### Directions:
Set down the part of the listing that opens with the line containing "Where can the chalet" and runs through the end of the listing, both ends included, reproducing each line exactly as it appears and omitting the pictures.

### Exercise materials:
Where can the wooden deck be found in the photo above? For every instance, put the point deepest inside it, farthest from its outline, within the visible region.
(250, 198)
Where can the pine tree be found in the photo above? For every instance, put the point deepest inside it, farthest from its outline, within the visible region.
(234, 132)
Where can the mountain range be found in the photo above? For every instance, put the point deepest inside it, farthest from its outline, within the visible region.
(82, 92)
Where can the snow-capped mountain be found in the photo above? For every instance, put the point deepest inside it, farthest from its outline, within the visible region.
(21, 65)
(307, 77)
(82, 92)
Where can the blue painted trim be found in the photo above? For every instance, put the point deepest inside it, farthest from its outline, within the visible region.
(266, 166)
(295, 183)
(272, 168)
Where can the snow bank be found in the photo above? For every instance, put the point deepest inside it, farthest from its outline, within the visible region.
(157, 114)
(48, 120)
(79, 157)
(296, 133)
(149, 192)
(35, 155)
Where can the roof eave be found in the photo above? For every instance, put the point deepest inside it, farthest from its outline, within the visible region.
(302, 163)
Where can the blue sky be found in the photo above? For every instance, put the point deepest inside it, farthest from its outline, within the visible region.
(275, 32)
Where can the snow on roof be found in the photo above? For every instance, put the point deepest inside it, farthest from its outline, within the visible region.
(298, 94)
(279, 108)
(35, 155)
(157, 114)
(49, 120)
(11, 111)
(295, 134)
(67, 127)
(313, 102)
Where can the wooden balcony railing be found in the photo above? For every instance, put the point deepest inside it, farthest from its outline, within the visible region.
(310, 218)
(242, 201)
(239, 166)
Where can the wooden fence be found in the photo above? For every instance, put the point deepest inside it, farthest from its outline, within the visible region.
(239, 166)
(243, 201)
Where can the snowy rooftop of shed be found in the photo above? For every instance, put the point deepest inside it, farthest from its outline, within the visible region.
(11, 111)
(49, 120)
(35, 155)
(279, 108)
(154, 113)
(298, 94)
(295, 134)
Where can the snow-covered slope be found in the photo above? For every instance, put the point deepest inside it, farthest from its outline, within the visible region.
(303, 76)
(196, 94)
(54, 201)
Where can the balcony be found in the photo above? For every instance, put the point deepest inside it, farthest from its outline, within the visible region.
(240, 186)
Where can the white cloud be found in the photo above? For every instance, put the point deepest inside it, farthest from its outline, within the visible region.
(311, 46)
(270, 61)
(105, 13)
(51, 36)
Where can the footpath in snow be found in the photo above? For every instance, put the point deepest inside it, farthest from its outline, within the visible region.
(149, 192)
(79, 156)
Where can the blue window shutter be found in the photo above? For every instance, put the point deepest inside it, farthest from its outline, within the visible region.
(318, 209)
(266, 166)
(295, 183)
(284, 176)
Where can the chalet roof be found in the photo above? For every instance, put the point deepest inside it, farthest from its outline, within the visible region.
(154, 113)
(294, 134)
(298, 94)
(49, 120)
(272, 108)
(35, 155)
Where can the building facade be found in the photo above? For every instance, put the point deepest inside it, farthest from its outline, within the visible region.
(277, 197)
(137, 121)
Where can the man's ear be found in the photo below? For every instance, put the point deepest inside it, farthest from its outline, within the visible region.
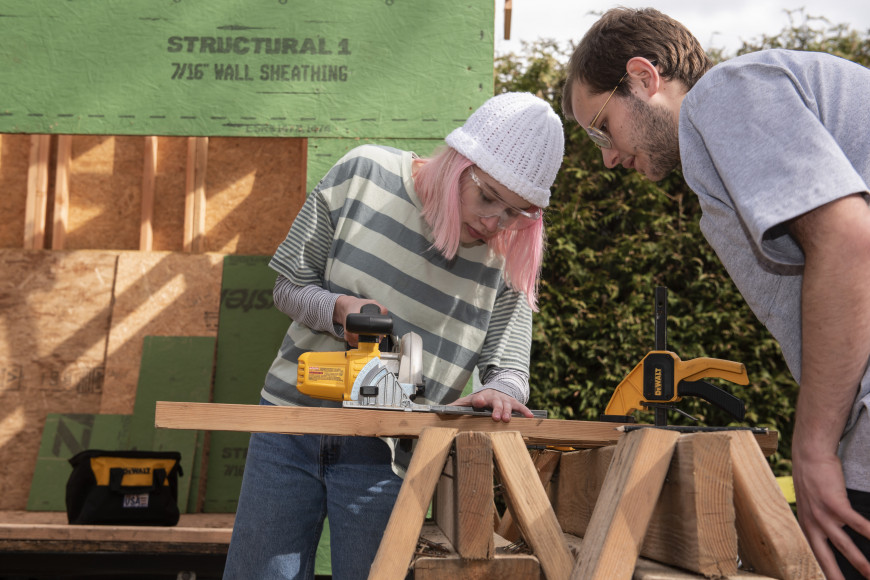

### Reply:
Where can the chalet roof be found in the photo above? For every instance, put the point deepest inside it, farthest from its outline, within the visible region.
(154, 113)
(294, 134)
(298, 94)
(49, 120)
(272, 108)
(35, 155)
Where can the building facade be found in the photo above? For every instance, put the point deepest inside it, farthest from its outline, within the visible region.
(277, 197)
(137, 121)
Where can the man's ear be found in the photo below? For every instance, put the point deepest inside it, farthest from its outline, within the visible region.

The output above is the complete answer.